GIVEN RECORDS:
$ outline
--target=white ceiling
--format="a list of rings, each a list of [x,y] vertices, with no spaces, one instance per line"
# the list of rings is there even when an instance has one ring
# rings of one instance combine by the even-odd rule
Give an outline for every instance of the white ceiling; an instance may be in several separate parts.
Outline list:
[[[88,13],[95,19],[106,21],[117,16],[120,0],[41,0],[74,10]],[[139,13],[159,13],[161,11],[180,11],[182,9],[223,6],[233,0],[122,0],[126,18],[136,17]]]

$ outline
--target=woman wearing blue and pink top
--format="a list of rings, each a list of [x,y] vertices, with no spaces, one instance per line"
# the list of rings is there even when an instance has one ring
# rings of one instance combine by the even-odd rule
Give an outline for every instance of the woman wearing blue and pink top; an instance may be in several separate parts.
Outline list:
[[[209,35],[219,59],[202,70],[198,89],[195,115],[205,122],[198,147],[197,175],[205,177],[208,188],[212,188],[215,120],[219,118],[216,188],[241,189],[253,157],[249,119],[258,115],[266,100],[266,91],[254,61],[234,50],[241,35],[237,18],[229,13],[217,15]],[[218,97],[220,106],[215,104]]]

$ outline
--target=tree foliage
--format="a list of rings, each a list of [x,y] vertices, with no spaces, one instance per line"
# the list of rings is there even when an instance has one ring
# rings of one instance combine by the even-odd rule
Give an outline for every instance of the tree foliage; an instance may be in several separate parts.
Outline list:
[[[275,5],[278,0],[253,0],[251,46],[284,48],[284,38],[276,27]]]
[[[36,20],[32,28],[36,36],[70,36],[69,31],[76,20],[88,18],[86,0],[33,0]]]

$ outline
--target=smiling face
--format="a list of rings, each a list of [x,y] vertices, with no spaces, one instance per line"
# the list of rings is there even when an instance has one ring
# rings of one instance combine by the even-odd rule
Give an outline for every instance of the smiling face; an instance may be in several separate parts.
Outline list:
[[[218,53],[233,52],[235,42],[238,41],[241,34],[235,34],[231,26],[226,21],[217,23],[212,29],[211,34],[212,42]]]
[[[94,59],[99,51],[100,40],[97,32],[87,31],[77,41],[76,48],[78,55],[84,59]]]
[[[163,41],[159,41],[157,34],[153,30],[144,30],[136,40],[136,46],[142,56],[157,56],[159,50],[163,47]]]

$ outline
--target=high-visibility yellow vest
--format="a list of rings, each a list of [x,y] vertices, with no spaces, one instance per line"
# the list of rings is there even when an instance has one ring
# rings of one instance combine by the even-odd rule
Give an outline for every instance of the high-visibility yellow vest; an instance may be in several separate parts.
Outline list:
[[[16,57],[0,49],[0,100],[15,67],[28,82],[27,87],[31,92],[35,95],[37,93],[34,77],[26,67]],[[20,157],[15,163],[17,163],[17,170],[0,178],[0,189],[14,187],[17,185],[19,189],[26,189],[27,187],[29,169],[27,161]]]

PROMPT: Print every entry exactly as written.

TASK ANSWER:
$ outline
--target=white ceiling
--format="a list of rings, each a list of [x,y] vertices, with no spaces, one instance per line"
# the list of rings is there even when an instance has one ring
# rings of one instance combine by the even-odd rule
Give an outline for every instance of the white ceiling; an instance may be in several separate parts.
Outline list:
[[[88,13],[95,19],[106,21],[117,16],[120,0],[41,0],[74,10]],[[139,13],[159,13],[161,11],[180,11],[182,9],[223,6],[233,0],[122,0],[126,18],[136,17]]]

$ outline
--target=woman wearing blue and pink top
--format="a list of rings, each a list of [x,y] vertices, with no spaces, one instance per line"
# the list of rings is there even when an instance has one ring
# rings of one instance combine by the even-odd rule
Give an outline for every instance of the woman wearing blue and pink top; an instance may be in several separate parts.
Outline list:
[[[209,35],[219,59],[202,70],[198,89],[195,115],[205,122],[198,147],[197,175],[205,177],[208,188],[212,188],[215,120],[219,118],[216,188],[241,189],[253,157],[249,119],[258,115],[266,100],[266,91],[254,61],[234,50],[241,35],[237,18],[229,13],[217,15]],[[218,97],[220,106],[215,104]]]

$ outline
--target=tree foliage
--format="a list of rings, each a list of [x,y] vertices, with no spaces, one instance per line"
# the list of rings is there even when an instance has one ring
# rings of one instance combine by the even-odd rule
Give an outline for every instance of the tree foliage; an instance may be in several separate parts.
Outline list:
[[[275,5],[278,0],[253,0],[251,46],[284,48],[284,38],[276,27]]]
[[[36,20],[32,28],[36,36],[70,36],[69,31],[76,20],[88,18],[86,0],[33,0]]]

$ outline
--target=smiling face
--format="a list of rings, each a list of [x,y] vertices, with no spaces, one instance per line"
# the list of rings is there even when an instance has one ring
# rings of one instance combine by the even-odd rule
Give an outline for every instance of the smiling face; an instance may be in several separate parts.
Outline list:
[[[218,53],[233,52],[235,42],[238,41],[241,34],[235,34],[231,26],[226,21],[217,23],[212,29],[211,34],[212,42]]]
[[[94,59],[99,51],[100,40],[97,32],[87,31],[77,41],[76,48],[78,55],[84,59]]]
[[[163,41],[159,41],[157,34],[153,30],[144,30],[136,40],[136,46],[142,56],[157,56],[159,50],[163,47]]]

$ outline
--target=high-visibility yellow vest
--format="a list of rings, each a list of [x,y] vertices, with no spaces, one instance per line"
# the list of rings is there even when an instance has one ring
# rings of one instance combine by the even-odd rule
Give an outline for every instance of the high-visibility yellow vest; an instance may be in several separate parts.
Outline list:
[[[16,57],[0,49],[0,100],[15,67],[28,82],[27,87],[31,92],[35,95],[37,93],[34,77],[26,67]],[[20,157],[15,163],[17,163],[17,170],[0,178],[0,189],[14,187],[17,185],[19,189],[26,189],[27,187],[29,169],[27,161]]]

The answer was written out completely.